JOB »
In the records below, quote every line from the one containing "Where can you spot the crowd" through the end of the records, keeping each line word for word.

EXERCISE MATERIALS »
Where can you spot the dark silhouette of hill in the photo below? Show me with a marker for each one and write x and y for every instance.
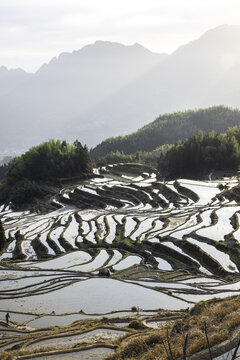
(169, 129)
(108, 89)
(68, 87)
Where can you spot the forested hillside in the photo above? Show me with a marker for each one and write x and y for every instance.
(169, 129)
(46, 162)
(202, 153)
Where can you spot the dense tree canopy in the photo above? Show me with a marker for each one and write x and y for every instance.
(202, 153)
(47, 161)
(2, 237)
(169, 129)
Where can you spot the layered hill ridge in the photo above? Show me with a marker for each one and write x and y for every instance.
(108, 89)
(169, 129)
(67, 88)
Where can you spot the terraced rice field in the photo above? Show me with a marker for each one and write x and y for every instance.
(167, 246)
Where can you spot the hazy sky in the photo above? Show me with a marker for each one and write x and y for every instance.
(33, 31)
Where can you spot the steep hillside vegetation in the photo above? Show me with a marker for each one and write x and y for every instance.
(169, 129)
(46, 162)
(202, 153)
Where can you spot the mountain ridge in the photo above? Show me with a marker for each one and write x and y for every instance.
(93, 97)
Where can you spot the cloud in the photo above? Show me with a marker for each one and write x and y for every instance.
(52, 26)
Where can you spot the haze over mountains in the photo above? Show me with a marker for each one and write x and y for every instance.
(108, 89)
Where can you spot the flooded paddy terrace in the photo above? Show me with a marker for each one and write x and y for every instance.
(167, 245)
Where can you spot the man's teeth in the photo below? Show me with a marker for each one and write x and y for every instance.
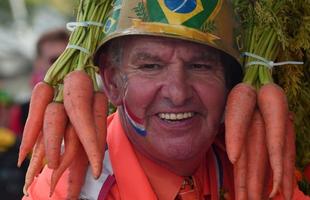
(176, 116)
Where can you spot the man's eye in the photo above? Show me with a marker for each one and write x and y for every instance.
(149, 67)
(200, 66)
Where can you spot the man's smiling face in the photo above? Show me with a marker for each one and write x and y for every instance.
(173, 90)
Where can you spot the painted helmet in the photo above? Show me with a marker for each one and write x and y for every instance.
(210, 22)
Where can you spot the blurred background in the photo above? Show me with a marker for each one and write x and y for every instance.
(22, 22)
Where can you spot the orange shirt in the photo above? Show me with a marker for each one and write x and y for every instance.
(140, 179)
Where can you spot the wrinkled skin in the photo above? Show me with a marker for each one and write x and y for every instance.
(161, 76)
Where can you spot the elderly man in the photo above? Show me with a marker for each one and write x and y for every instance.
(169, 75)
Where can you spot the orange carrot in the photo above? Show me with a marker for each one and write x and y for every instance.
(36, 163)
(240, 174)
(78, 100)
(77, 173)
(42, 95)
(72, 145)
(240, 106)
(289, 161)
(273, 105)
(100, 109)
(54, 126)
(257, 157)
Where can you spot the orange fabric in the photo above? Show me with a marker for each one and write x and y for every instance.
(167, 185)
(131, 181)
(40, 187)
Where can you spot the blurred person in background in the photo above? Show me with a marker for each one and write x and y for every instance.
(48, 48)
(13, 116)
(11, 177)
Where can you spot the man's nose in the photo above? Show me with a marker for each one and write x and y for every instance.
(177, 88)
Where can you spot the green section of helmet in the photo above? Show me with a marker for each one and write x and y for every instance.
(210, 22)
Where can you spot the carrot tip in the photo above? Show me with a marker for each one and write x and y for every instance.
(21, 158)
(25, 188)
(274, 191)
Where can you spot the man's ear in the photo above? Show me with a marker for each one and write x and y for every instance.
(112, 84)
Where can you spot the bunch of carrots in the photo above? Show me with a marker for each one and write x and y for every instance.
(257, 110)
(69, 107)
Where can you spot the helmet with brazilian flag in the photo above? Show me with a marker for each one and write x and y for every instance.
(210, 22)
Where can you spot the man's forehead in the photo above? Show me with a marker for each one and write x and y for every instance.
(143, 43)
(152, 47)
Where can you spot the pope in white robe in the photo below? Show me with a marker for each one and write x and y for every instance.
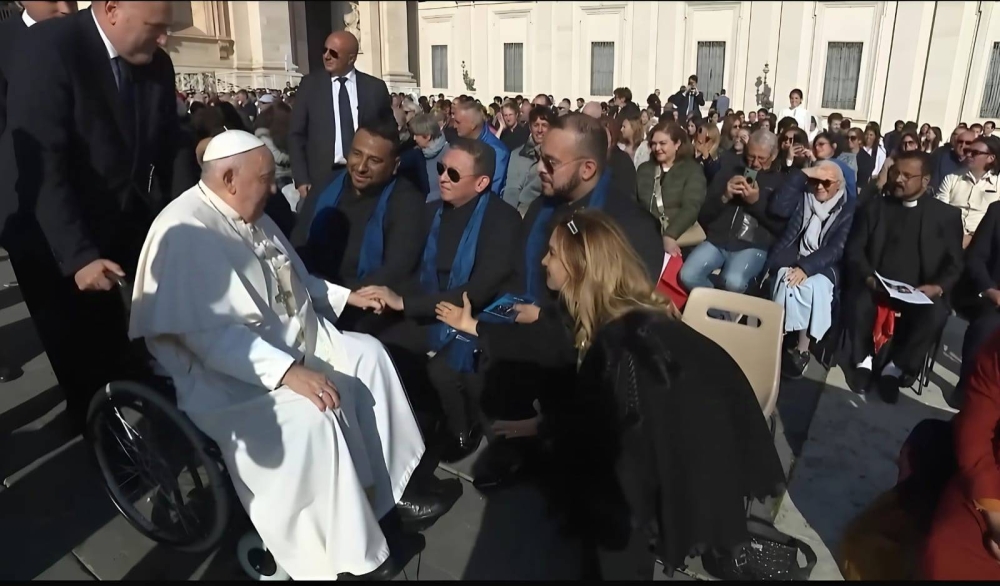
(226, 306)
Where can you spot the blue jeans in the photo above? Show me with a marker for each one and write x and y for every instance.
(738, 268)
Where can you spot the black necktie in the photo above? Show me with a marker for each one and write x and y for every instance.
(346, 117)
(126, 93)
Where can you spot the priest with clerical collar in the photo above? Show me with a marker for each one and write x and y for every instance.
(366, 227)
(313, 423)
(468, 249)
(575, 174)
(910, 237)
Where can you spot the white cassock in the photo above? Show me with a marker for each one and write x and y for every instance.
(226, 308)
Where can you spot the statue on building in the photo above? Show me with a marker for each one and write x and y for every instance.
(352, 20)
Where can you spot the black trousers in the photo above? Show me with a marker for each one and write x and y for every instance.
(84, 334)
(914, 335)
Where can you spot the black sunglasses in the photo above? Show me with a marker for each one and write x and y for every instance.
(453, 175)
(826, 183)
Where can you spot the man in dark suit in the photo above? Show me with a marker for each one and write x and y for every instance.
(910, 237)
(88, 152)
(11, 31)
(329, 107)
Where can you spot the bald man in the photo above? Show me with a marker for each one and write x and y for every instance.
(330, 105)
(92, 125)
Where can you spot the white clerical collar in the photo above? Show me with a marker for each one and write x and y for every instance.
(112, 52)
(220, 204)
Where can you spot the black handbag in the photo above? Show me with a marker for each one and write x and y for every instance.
(770, 555)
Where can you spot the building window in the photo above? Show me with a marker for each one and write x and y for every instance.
(710, 67)
(843, 68)
(513, 67)
(602, 68)
(990, 108)
(439, 66)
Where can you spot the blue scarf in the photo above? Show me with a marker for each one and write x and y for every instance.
(373, 244)
(538, 238)
(460, 355)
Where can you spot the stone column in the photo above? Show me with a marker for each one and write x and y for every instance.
(393, 25)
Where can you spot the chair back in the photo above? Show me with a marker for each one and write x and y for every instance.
(757, 350)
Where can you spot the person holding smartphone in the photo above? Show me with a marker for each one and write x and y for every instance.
(738, 224)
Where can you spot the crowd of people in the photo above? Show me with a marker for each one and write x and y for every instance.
(346, 286)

THE COMPLETED TASK »
Where can you spot the crowd of people in the photo above? Show me with a marker for each one and write x and y for every instance.
(346, 286)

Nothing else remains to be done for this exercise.